Texto proporcionado ▸
===
La Oficina del Sheriff del Condado de Highlands publicó un video que incomoda. Mucho.
Civiles sin ningún entrenamiento policial participaron en un simulacro de tiroteo masivo en una escuela. Gritos, disparos de fogueo, luces estroboscópicas y el pánico real de gente que sabía que era un ejercicio. Y aun así se paralizó.
El programa dura seis semanas. Es una academia civil diseñada para mostrar a los residentes la realidad del trabajo policial. En la segunda semana, los participantes enfrentaron un escenario de amenaza activa en una escuela. Un agente real interpretó al tirador. Jóvenes cadetes exploradores actuaron como estudiantes aterrorizados. Los civiles tenían que neutralizar la amenaza con pistolas de fogueo.
El departamento instaló «cajas de disparo»: dispositivos que emiten destellos cegadores y el estruendo de disparos simulados. Los participantes también tuvieron que abrir puertas con llave bajo presión extrema. No es un detalle menor. Según la oficina del sheriff, una persona pierde el 30% de su control motor fino en situaciones de vida o muerte.
«Intentar abrir esa puerta con todo ese ruido y ese caos es parte del ejercicio», explicó un portavoz de la oficina.
===
Datos proporcionados ▸

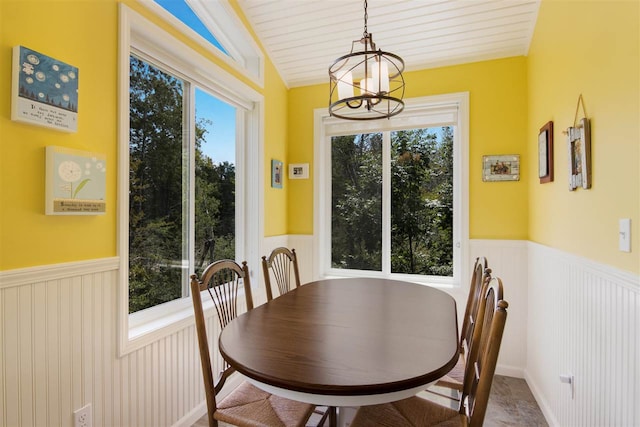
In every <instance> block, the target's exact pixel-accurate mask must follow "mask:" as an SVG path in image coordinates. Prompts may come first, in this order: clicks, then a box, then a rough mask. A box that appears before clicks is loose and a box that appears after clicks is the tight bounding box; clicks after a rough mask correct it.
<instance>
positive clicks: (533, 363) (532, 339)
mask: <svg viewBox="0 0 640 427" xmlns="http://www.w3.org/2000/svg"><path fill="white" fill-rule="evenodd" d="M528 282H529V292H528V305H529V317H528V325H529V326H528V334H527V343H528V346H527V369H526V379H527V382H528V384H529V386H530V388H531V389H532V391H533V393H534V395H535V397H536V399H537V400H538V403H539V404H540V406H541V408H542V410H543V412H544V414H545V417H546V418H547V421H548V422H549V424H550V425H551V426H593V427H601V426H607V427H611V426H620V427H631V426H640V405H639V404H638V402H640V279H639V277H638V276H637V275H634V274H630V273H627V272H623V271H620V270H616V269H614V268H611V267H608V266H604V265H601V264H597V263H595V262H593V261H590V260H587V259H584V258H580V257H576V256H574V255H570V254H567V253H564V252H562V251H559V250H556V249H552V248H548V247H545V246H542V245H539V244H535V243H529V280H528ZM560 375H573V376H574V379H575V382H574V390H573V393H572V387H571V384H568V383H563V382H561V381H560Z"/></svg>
===
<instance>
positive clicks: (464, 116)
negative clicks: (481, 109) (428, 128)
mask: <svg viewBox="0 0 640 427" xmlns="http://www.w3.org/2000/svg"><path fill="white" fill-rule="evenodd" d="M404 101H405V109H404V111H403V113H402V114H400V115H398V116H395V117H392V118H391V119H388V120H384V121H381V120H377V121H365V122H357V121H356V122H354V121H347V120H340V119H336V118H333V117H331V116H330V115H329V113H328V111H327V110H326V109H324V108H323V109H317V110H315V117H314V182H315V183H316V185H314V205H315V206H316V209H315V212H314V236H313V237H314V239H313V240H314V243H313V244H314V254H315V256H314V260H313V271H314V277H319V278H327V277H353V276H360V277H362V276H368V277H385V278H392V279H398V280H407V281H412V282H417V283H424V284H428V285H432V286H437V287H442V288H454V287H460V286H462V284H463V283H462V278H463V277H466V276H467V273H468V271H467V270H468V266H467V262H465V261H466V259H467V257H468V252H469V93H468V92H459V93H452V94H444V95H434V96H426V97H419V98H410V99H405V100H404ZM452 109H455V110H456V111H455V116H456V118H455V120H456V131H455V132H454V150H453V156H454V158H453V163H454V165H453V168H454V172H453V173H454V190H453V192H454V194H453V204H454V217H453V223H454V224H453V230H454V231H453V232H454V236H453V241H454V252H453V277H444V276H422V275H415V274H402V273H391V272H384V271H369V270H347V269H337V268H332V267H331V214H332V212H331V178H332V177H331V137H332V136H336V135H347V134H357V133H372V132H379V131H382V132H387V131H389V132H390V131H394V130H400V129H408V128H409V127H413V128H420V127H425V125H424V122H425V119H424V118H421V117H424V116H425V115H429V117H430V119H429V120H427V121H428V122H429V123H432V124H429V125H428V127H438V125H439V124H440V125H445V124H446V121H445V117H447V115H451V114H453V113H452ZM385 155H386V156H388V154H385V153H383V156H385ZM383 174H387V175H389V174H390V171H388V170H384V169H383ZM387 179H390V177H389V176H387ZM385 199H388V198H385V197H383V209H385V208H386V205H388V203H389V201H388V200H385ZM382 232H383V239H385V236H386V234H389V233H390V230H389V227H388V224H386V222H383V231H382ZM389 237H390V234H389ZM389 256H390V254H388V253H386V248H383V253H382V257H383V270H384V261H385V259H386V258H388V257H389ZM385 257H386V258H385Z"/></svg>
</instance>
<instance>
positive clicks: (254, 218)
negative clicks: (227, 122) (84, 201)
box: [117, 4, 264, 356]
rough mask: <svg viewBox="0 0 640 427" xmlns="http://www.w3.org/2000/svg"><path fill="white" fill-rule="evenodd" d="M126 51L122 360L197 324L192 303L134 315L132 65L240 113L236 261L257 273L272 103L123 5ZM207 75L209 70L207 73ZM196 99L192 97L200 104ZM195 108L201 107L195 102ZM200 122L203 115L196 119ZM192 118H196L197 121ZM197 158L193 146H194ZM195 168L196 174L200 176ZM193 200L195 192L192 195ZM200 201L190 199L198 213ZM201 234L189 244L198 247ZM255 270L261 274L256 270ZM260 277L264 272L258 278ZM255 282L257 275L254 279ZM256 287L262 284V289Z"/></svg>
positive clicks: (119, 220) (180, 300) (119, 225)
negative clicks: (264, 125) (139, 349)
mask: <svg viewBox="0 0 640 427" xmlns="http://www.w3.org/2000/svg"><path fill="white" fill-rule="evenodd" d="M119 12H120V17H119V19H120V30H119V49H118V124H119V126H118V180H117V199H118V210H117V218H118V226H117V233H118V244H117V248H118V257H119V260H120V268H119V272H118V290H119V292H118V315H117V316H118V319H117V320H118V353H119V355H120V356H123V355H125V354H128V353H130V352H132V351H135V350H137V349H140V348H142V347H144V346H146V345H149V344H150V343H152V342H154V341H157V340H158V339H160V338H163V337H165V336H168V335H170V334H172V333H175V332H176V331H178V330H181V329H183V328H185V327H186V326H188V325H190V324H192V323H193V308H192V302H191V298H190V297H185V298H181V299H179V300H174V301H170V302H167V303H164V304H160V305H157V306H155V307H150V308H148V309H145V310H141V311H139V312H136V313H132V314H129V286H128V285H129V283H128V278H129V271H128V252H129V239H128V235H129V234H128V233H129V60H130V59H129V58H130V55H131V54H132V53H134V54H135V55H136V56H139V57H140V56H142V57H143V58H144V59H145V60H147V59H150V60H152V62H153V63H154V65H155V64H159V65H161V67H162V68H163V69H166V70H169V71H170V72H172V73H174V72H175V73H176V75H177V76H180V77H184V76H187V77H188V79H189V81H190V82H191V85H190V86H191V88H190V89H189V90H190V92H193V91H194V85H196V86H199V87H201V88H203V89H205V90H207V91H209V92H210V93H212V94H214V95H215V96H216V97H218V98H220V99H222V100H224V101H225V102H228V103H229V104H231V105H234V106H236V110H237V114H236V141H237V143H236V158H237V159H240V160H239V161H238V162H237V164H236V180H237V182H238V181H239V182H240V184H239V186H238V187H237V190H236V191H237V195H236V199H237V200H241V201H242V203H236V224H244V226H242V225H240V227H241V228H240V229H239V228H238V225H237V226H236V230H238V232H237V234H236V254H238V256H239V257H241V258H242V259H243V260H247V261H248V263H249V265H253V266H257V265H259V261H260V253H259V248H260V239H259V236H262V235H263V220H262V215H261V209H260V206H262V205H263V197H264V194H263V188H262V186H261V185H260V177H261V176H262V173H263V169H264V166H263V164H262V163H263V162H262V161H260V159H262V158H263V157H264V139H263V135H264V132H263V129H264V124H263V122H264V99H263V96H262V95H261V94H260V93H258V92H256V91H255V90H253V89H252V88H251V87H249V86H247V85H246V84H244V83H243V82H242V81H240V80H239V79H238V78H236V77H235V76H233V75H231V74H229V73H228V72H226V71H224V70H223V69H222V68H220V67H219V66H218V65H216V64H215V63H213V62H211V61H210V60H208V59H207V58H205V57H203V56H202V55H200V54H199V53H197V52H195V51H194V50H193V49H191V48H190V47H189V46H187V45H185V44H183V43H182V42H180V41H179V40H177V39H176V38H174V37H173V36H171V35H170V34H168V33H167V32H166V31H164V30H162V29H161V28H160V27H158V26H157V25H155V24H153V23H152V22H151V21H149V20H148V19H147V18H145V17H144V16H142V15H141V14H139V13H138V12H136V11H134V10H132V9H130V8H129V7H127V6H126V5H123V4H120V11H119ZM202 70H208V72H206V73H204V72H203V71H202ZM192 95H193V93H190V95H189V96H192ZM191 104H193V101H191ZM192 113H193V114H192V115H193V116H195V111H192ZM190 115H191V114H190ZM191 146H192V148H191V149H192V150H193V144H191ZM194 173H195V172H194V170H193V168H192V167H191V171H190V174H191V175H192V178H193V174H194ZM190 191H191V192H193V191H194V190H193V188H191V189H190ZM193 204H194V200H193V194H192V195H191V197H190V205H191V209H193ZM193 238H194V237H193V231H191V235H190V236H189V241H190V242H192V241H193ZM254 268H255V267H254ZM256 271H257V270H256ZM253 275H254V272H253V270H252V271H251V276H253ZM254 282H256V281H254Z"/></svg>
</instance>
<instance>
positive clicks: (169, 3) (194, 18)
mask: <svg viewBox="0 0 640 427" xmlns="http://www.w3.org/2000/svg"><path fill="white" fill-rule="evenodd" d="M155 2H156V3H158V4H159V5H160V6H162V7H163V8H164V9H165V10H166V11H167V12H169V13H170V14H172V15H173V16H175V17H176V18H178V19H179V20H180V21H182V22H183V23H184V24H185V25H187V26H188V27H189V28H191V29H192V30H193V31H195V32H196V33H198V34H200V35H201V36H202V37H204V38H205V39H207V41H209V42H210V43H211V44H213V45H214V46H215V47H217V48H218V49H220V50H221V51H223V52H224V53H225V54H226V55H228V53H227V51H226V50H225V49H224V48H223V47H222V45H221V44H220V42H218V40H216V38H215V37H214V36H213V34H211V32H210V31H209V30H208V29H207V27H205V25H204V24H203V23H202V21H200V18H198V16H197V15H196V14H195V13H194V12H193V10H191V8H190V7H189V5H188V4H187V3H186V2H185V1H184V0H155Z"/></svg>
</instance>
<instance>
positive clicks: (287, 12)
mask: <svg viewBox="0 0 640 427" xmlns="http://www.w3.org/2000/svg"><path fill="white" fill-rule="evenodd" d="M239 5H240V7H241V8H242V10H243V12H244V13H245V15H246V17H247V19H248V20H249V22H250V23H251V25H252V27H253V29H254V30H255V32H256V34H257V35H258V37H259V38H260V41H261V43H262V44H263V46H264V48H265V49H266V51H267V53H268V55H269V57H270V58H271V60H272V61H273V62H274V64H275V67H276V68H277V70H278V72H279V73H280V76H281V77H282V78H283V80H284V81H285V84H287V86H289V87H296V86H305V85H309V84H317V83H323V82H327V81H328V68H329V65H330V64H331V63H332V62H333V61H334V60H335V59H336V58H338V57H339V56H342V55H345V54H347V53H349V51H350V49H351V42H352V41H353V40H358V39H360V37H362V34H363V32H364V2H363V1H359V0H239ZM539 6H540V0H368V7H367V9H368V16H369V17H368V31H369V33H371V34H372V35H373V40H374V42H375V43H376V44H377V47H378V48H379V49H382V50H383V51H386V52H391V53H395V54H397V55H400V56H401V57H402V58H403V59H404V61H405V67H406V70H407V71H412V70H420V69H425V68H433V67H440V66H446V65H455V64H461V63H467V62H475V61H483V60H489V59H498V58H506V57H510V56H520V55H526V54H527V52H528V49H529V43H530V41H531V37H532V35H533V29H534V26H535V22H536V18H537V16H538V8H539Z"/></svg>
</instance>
===
Objetivo de la tarea ▸
Responde con datos del texto sobre el simulacro:
(a) ¿Cuántas semanas dura el programa?
(b) ¿Quién hizo el papel del tirador?
(c) ¿Qué porcentaje del control motor fino pierde una persona en situaciones de vida o muerte, según la oficina del sheriff?
Los ítems son material independiente del texto proporcionado.

Tarea resuelta ▸
(a) Seis semanas.
(b) Un agente real.
(c) El 30%.